- [EXERCISE GOAL]:
Repeat the data exactly as it appears.

(Records drawn from a dataset)
Content starts

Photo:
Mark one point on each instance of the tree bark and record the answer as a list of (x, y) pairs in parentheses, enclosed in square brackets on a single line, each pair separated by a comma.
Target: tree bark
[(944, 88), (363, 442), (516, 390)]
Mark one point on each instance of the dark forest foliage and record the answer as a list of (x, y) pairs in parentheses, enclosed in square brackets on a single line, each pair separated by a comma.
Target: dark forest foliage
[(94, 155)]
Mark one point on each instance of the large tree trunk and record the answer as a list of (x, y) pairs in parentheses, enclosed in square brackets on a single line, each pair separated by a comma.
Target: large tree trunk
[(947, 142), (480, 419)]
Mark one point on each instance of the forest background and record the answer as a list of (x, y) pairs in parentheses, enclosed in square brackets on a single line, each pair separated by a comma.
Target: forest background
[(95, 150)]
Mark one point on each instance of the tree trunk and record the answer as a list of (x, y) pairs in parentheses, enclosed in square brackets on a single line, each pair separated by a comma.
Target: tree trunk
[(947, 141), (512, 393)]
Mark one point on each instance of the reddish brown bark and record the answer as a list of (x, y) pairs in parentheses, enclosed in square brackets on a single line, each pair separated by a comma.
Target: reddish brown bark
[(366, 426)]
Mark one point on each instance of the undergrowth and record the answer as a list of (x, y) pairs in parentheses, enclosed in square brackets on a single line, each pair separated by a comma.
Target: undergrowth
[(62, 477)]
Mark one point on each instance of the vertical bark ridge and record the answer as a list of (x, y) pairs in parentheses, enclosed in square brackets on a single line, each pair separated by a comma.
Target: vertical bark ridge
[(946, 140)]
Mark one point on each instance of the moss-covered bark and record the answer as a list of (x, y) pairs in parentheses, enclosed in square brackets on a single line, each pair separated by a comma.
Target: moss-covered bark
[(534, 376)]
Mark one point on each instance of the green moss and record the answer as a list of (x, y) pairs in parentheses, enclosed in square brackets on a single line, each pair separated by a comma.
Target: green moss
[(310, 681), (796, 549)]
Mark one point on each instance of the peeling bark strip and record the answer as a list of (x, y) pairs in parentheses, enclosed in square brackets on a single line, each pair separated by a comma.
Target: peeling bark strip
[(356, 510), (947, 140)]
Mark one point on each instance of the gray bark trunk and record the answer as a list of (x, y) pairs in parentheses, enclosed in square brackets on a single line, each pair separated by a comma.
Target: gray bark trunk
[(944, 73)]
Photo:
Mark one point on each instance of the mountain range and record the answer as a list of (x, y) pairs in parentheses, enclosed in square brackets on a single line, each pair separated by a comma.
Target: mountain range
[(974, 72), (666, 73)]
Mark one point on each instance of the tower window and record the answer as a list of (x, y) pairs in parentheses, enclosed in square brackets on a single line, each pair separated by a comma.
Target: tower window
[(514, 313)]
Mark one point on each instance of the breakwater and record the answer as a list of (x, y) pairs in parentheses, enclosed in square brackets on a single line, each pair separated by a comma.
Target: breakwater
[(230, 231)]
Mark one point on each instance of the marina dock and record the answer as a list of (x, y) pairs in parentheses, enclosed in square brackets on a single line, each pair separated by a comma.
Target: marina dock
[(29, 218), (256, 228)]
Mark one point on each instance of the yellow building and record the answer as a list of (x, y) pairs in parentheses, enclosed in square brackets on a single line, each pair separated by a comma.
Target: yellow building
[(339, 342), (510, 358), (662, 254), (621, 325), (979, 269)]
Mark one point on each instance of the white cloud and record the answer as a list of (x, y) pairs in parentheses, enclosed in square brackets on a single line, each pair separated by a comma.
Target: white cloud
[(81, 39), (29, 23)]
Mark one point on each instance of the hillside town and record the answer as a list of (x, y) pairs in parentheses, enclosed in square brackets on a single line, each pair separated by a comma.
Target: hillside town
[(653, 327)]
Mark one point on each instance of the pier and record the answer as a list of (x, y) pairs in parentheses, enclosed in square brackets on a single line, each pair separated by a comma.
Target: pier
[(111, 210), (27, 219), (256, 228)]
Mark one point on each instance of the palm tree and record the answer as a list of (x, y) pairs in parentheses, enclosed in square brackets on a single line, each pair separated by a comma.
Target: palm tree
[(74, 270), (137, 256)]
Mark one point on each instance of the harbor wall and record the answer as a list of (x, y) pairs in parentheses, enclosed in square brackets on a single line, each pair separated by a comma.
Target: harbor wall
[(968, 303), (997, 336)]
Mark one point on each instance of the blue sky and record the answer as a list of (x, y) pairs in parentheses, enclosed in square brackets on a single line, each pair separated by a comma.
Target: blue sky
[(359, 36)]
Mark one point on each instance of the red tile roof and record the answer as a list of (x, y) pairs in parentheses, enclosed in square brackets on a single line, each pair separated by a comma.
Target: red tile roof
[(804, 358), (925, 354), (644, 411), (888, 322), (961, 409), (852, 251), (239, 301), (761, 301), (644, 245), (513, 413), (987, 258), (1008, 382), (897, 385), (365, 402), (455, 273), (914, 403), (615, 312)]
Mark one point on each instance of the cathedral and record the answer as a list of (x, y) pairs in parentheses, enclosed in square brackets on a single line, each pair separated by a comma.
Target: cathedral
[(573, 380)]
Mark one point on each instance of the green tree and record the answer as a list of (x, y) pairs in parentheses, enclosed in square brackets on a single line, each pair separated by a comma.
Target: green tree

Content ends

- [TASK ANSWER]:
Photo:
Mark one point on each instance of the tree bark and record the answer as a list of (x, y) pairs in parentheses, enclosed in square brackets on a single line, each pair separated by a comma.
Target: tree bark
[(944, 88), (363, 442), (516, 390)]
Mark one point on each instance of the dark forest foliage and record the answer as a list of (x, y) pairs in parentheses, enclosed in square brackets on a single line, each pair separated by a comma.
Target: dark forest foliage
[(94, 155)]
Mark one point on each instance of the large tree trunk and record the answer as a list of (x, y) pairs in parentheses, enclosed in square brackets on a single line, each pair separated by a comma.
Target: large tree trunk
[(947, 142), (480, 419)]
Mark one point on each instance of the forest background and record the answer as a list of (x, y) pairs in parentheses, enclosed in square brackets on a single line, each pair separated by a comma.
Target: forest background
[(95, 150)]
Mark one point on each instance of the tree trunk and record the answer as a list of (x, y) pairs in parentheses, enclosed in square brackets on a single line, each pair separated by a comma.
Target: tree trunk
[(947, 141), (512, 393)]
Mark one point on each instance of the reddish brown bark and record the answer as a list of (x, y) pairs in parentheses, enclosed in square brackets on a single line, each pair separated by a comma.
Target: reddish brown bark
[(366, 426)]
Mark one point on each instance of the undergrowth and record the answer as a list of (x, y) pairs in parentheses, enclosed in square brackets on a single line, each pair separated by a comma.
Target: undergrowth
[(62, 477)]
Mark one point on each instance of the vertical bark ridge and record the answer as a list of (x, y) pairs in parentheses, enclosed in square brackets on a single line, each pair separated by a comma.
Target: vertical bark ridge
[(946, 140)]
Mark one point on each instance of the moss-covered bark and record the answer as a list of (x, y) pairs in parentheses, enclosed in square brackets on a single line, each pair separated by a comma.
Target: moss-covered bark
[(534, 376)]
Mark one point on each instance of the green moss and record the answer as a list of (x, y) pairs in parentheses, enclosed in square brackets on a single line, each pair separated by a comma.
Target: green moss
[(310, 681), (796, 549)]
Mark one point on each instance of the peeling bark strip and record the answer as a list of (x, y) pairs in parentheses, enclosed in square brackets on a single line, each pair separated by a comma.
Target: peeling bark strip
[(356, 510), (947, 140)]
Mark one point on each instance of the gray bark trunk and record the answer as a list of (x, y) pairs in parentheses, enclosed in square brackets on a single line, each pair separated by a comma.
Target: gray bark trunk
[(944, 73)]
Photo:
Mark one point on each instance of the mountain range and record the answer as a list of (x, y) pairs in parentheses, enclosed in square brackets on a single line, each pair separated by a comma.
Target: mountain range
[(974, 72), (666, 73)]
Mark one point on each instance of the tower window and record the answer as a list of (x, y) pairs in parentheses, enclosed in square brackets on a single line, each pair separated by a comma.
Target: tower window
[(514, 313)]
Mark one point on each instance of the breakwater and record the answer as a list of (x, y) pairs in parentheses, enclosed in square brackets on a single line, each pair separated by a comma.
Target: breakwater
[(230, 231)]
Mark one point on each instance of the marina dock and record the answer as a list of (x, y) pairs in parentheses, enclosed in square brackets on a single line, each pair separated by a comma.
Target: marina dock
[(29, 218), (256, 228)]
Mark one point on each instance of the yellow building and record the answer as a list of (x, y) pairs in parentheses, enclosed in square brackets on a single line, each pair separated by a comma.
Target: yellow building
[(339, 342), (510, 358), (662, 254), (621, 325), (979, 269)]
Mark one point on each instance of the white cloud and record the answer as a list of (x, y) pairs in parentheses, enclosed in square brackets on a single line, each pair separated by a comma.
Target: white cloud
[(81, 39), (29, 23)]
Mark one point on each instance of the hillside town and record the answer as a list of (x, y) pairs in parentheses, enclosed in square brackets on a single line, each pair separated by a comma.
Target: hillside town
[(653, 327)]
Mark one point on each instance of the pier and record the answer as a list of (x, y) pairs in parentheses, enclosed in square brackets on a single line, each pair separated by a comma.
Target: pier
[(111, 210), (27, 219), (256, 228)]
Mark one point on each instance of the palm tree and record the answer as a list of (x, y) pairs in parentheses, enclosed in square brackets on a single line, each pair separated by a comma.
Target: palm tree
[(74, 270), (137, 256)]
Mark one point on each instance of the harbor wall and record the answer as a list of (x, y) pairs in parentheses, enclosed in square brackets on a single line, each pair separated by a comma.
Target: harbor wall
[(968, 303), (997, 336)]
Mark one point on each instance of the blue sky and record the answer as a list of (x, y) pairs in parentheses, enclosed in square brackets on a single line, each pair separated by a comma.
Target: blue sky
[(359, 36)]
Mark one point on each instance of the red tile roof and record the answer as a list of (x, y) pairs in parentheses, enclosed in square brackets on a single line, each pair separated by a comma.
Target: red tile roof
[(804, 358), (925, 354), (644, 411), (888, 322), (961, 409), (852, 251), (239, 301), (761, 301), (644, 245), (513, 413), (987, 258), (1008, 382), (897, 385), (365, 402), (455, 273), (914, 403), (615, 312)]
Mark one point on each instance of the cathedral and record the answer as a list of (x, y) pairs in parentheses, enclosed in square brackets on a single line, each pair separated by a comma.
Target: cathedral
[(573, 380)]
Mark one point on each instance of the green tree and record the answer as a list of (x, y) pairs in parentheses, enclosed in square brackets on a single line, each pair separated by a comma.
Target: green tree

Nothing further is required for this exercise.